### Supplied entries
• • • • • • •

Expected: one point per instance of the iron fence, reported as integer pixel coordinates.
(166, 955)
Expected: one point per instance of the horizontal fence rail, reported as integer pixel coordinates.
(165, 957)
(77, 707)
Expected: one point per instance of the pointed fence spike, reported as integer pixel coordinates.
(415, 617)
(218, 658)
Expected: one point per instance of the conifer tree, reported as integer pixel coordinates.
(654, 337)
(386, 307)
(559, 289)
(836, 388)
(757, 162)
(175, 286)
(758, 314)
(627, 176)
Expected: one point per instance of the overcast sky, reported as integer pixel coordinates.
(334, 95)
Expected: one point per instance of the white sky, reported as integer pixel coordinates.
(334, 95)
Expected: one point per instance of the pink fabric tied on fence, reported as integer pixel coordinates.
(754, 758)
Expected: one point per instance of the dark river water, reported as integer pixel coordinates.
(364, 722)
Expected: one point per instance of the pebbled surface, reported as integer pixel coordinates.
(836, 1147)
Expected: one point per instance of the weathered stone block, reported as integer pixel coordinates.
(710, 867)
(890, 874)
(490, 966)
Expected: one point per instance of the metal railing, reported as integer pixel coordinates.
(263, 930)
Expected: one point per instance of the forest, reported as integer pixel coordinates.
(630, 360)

• • • • • • •

### Do this
Write out the lines from the one containing "Expected: one point per instance of the metal" through the end of the records, both ends included, as a numbered list with blank lines omitted.

### Result for this exercise
1. Expected: one point per instance of the metal railing, reported as integer pixel coordinates.
2. (263, 930)
3. Expected: one point per instance of the forest, reported as integer pixel coordinates.
4. (630, 360)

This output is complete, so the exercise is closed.